▶ **RECORDS TO PROCESS**

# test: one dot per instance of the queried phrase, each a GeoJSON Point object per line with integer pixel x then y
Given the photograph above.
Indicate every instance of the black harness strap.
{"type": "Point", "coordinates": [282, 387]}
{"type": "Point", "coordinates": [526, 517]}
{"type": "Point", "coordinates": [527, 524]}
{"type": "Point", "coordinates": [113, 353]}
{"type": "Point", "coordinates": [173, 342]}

▶ **EXERCISE OBJECTIVE**
Format every row above as a numbered list, omitting any blank lines.

▶ **RESULT**
1. # test: one dot per instance of the queried phrase, each a GeoJSON Point object per line with integer pixel x then y
2. Given the photograph above.
3. Indicate every instance of the black harness strap.
4. {"type": "Point", "coordinates": [282, 387]}
5. {"type": "Point", "coordinates": [526, 517]}
6. {"type": "Point", "coordinates": [527, 524]}
7. {"type": "Point", "coordinates": [113, 353]}
8. {"type": "Point", "coordinates": [173, 342]}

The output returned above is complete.